Work instruction A: Say whether each statement agrees with the report on Section 11 appointments, answering yes or no and quoting the deciding words of the report: (i) Ridgewood partnered with DLF in 2007. (ii) Rajapura Homes was set up to develop residential projects in Kanchipuram. (iii) The case was heard by NV Ramana CJ and Surya Kant J.
Work instruction B: Continue the report on Section 11 appointments after its last sentence.

Passage shown:
§

22 September 2021, Wednesday

3 years ago

The judicial standard to decide an application for appointment under Section 11 ACA: Supreme Court of India

22 September 2021 | DLF Home Developers Limited v. Rajapura Homes Private Limited and another | Arbitration Petition (Civil) No. 17 of 2020 | DLF Home Developers Limited v. Begur Omr Homes Pvt. Ltd and another | Arbitration Petition (Civil) No. 16 of 2020 | NV Ramana CJ and Surya Kant J | Supreme Court of India | 2021 SCC OnLine SC 781

Ridgewood partnered with DLF in 2007. To the extent relevant here, the parties formed two joint venture companies. One was called Rajapura Homes and was supposed to develop residential projects in Bangalore. The other was Begur Omr Homes to develop residential protects in Kanchipuram (Tamil Nadu) as well as Bangalore.

§

Records provided:
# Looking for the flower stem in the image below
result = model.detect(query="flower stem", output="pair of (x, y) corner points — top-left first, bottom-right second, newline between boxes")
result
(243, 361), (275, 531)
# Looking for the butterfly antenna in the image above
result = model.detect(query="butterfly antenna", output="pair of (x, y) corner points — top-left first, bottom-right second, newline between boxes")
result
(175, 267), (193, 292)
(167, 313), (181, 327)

§

Your response A:
(i) Yes: "Ridgewood partnered with DLF in 2007."
(ii) No: "One was called Rajapura Homes and was supposed to develop residential projects in Bangalore."
(iii) Yes: "NV Ramana CJ and Surya Kant J"

Your response B:
The agreement gave the investor Ridgewood an exit mechanism via a put option (broadly, the party having the right (like Ridgewood) can “put” its shareholding on the table and the other party (like DLF) had to buy them on a specified price. Later, Ridgewood transferred its shareholding in the joint venture companies to its affiliates Resimmo and Clogs Holdings.

At some point, Resimmo and Clogs exercised the put option, but DLF was unable to provide the exit. The matter was settled. It was decided that DLF would transfer its shareholding in the joint venture companies to Ressimo. For this, the parties executed two share purchase agreements. As part of the settlement, the share purchase agreements further provided for execution of construction agreements under which DLF had to complete the construction of the Rajapura and Begur projects. On the conclusion of the construction obligations, DLF was to notify Resimmo. If Resimmo accepted the completion, it had to invest INR 75 crores more into the joint venture companies (DLF being the indirect beneficiary of that sum). The construction agreement provided for an arbitration in accordance with the ACA and New Delhi as the seat and venue.

There was third agreement at play. For the construction DLF was to get fee in accordance with the calculation set out under a fee computation agreement executed among the respondents.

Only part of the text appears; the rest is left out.